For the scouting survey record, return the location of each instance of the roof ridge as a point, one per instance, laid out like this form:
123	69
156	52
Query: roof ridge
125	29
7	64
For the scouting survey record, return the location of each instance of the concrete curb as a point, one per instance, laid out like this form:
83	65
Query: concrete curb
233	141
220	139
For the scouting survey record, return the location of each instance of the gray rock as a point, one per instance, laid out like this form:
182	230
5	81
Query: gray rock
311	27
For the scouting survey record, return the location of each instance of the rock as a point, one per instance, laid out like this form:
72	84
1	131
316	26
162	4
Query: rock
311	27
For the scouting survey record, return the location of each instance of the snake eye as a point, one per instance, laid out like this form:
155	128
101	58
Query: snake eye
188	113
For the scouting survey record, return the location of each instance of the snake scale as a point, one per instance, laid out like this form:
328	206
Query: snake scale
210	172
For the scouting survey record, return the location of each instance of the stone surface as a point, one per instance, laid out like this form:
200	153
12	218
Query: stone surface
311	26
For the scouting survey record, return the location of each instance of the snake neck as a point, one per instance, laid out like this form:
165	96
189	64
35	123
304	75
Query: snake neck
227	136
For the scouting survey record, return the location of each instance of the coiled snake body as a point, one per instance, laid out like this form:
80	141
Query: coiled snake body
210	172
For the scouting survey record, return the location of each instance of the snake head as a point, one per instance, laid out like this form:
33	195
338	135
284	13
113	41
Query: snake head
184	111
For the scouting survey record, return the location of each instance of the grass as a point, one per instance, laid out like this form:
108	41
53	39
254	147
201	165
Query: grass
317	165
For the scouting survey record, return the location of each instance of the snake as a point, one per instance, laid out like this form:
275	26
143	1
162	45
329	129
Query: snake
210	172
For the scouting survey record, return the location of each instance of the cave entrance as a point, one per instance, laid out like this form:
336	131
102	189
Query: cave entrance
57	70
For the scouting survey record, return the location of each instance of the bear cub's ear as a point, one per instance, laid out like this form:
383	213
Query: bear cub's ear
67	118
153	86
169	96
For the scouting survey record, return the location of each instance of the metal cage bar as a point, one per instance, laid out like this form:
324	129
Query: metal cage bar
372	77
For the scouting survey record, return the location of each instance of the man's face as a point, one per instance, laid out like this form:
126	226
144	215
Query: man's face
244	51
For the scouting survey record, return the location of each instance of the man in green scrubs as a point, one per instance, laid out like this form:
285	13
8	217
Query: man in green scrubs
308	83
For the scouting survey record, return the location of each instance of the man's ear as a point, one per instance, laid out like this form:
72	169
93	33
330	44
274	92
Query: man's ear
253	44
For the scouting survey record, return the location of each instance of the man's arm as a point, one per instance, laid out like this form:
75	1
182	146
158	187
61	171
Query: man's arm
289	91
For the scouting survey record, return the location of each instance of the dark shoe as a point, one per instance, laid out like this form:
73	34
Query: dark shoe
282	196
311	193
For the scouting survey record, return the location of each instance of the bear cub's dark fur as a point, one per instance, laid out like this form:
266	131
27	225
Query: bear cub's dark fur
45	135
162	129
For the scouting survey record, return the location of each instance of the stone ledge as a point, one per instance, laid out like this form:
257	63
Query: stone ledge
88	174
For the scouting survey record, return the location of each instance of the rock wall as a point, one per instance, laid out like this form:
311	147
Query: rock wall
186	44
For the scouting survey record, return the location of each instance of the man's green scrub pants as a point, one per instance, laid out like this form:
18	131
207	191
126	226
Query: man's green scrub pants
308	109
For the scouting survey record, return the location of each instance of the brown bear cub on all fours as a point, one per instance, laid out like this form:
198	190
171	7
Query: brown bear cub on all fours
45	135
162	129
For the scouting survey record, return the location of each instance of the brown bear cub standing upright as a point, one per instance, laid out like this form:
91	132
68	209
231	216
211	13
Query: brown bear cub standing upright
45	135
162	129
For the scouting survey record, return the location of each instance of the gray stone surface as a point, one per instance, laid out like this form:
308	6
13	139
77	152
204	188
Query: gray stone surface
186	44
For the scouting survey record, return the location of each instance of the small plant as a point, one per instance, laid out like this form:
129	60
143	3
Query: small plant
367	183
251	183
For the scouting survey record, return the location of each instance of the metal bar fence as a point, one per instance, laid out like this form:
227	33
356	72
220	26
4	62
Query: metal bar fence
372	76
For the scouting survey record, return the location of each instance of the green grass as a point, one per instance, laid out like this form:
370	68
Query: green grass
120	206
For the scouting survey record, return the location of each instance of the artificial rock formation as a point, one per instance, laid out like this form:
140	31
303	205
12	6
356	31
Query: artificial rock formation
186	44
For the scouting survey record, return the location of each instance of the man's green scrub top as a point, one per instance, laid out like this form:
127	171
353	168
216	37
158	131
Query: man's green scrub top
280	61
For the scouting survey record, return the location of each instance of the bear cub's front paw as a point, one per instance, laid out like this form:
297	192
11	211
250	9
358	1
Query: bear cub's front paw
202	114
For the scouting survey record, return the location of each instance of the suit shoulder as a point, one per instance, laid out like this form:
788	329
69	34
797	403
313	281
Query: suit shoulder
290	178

_ _ _ _ _

[Brief]: The material above must be written out again in full, exactly.

[Output for this task]:
For the scouting survey record, return the location of each instance of the roof ridge as a point, one per instance, laid out like this form:
123	69
156	52
Query: roof ridge
125	29
7	64
For the scouting survey record, return the location of each instance of the concrete curb as a point, one per instance, laid out like this form:
83	65
Query: concrete curb
233	141
220	139
For the scouting survey record, return the location of each instance of the gray rock as a point, one per instance, laid out like this form:
182	230
5	81
Query: gray rock
311	27
For the scouting survey record, return the location of each instance of the rock as a point, one per instance, laid out like this form:
72	84
1	131
316	26
162	4
Query: rock
311	27
For the scouting survey record, return the location of each instance of the snake eye as a point, one per instance, laid out like this form:
155	128
101	58
Query: snake eye
188	113
For the scouting survey record, return the location of each instance of the snake scale as a point, one per instance, laid out like this form:
328	206
Query: snake scale
210	172
For the scouting survey record, return the location of each instance of the stone surface as a point, one per instance, laid out like this form:
200	153
12	218
Query: stone surface
311	26
For the scouting survey record, return the location of each instance of the snake neck as a point, one per instance, laid out like this form:
165	96
189	64
35	123
304	75
Query: snake neck
227	136
For the scouting survey record, return the location of each instance of the coiled snake body as a point, one per instance, laid out like this form:
80	141
Query: coiled snake body
210	172
For the scouting survey record, return the location of each instance of the snake head as a point, one per instance, laid out like this form:
33	195
338	135
284	13
113	41
Query: snake head
184	111
For the scouting survey record, return the location of each instance of the grass as a point, one per instance, laid out like this form:
108	41
53	39
254	147
201	165
Query: grass
317	165
For the scouting survey record, return the location of each instance of the snake as a point, one per instance, laid out like this form:
275	26
143	1
162	45
329	129
Query: snake
210	172
For the scouting survey record, return the location of each instance of the cave entrance as a point, one per instance, laid out like this form:
336	131
102	189
Query: cave entrance
57	70
For the scouting survey record, return the location of each instance of the bear cub's ear as a point, one per instance, laid out like this form:
383	213
Query: bear cub's ear
67	118
153	86
169	96
For the scouting survey record, return the location of each instance of the metal cage bar as a point, one per instance, laid out like this form:
324	129
Query: metal cage bar
372	77
For the scouting survey record, return the location of each instance of the man's face as a point, one per instance, laid out like this form:
126	226
144	215
Query: man's face
244	51
For the scouting survey record, return the location of each instance of the man in green scrubs as a point, one per instance, laid out like this form:
285	13
8	217
Query: man in green scrubs
308	83
For the scouting survey record, return the location of each instance of the man's ear as a point, one per instance, laid out like this form:
72	169
93	33
330	44
274	92
Query: man's ear
253	44
For the scouting survey record, return the location of each instance of the man's arm as a point, one per instance, laid out like this form:
75	1
182	146
158	187
61	171
Query: man's arm
289	91
For the scouting survey record, return the location of each instance of the dark shoe as a point, one per instance, laid out like this form:
73	34
Query: dark shoe
282	196
311	193
For the scouting survey record, return the location of each instance of the bear cub's dark fur as a point, one per instance, laid out like this form:
266	131
27	225
Query: bear cub's dark fur
45	135
162	129
For the scouting survey record, return the location of each instance of the stone ledge as a point, one per instance, laid out like this form:
257	63
Query: stone ledge
88	174
For the scouting survey record, return the location of each instance of the rock wall as a point, one per instance, laid out like this form:
311	147
Query: rock wall
186	44
For the scouting survey record, return the location of each instance of the man's green scrub pants as a point, one per instance, laid out like this form:
18	131
207	191
126	226
Query: man's green scrub pants
308	109
For the scouting survey record, return the location of each instance of the brown bear cub on all fours as a point, one per instance, laid out like this form:
198	190
171	7
Query: brown bear cub on all fours
45	135
162	129
For the scouting survey record, return the location of each instance of the brown bear cub standing upright as a point, one per instance, laid out like this form:
91	132
68	209
231	216
211	13
Query: brown bear cub standing upright
45	135
162	129
For the scouting survey record, return the location of each instance of the gray stone surface as a point, one per instance, laid out like this form:
308	6
13	139
77	152
204	188
Query: gray stone surface
186	44
For the scouting survey record, return the location of each instance of the small plant as a point, one per instance, laid out like this form:
129	60
143	3
Query: small plant
367	183
251	183
For the scouting survey record, return the location of each instance of the metal bar fence as a point, one per instance, laid out like this form:
227	33
356	72
220	26
4	62
Query: metal bar fence
372	76
For the scouting survey record, return the location of each instance of the green grass as a point, one per instance, laid out like this form:
370	68
Query: green grass
120	206
For the scouting survey record, return the location of each instance of the artificial rock formation as a point, one per instance, laid out like this form:
140	31
303	205
12	6
356	31
Query: artificial rock formation
186	44
For the scouting survey record, return the location of each instance of the man's green scrub top as a point, one per instance, laid out like this form:
127	171
353	168
216	37
158	131
Query: man's green scrub top
280	61
For the scouting survey record, return the location of each instance of the bear cub's front paw as a point, one per instance, laid out like this form:
297	192
11	211
250	9
358	1
Query: bear cub's front paw
202	114
For the scouting survey record, return the location of each instance of the suit shoulder as a point, one per instance, laid out like this form:
788	329
69	34
797	403
313	281
Query: suit shoulder
290	178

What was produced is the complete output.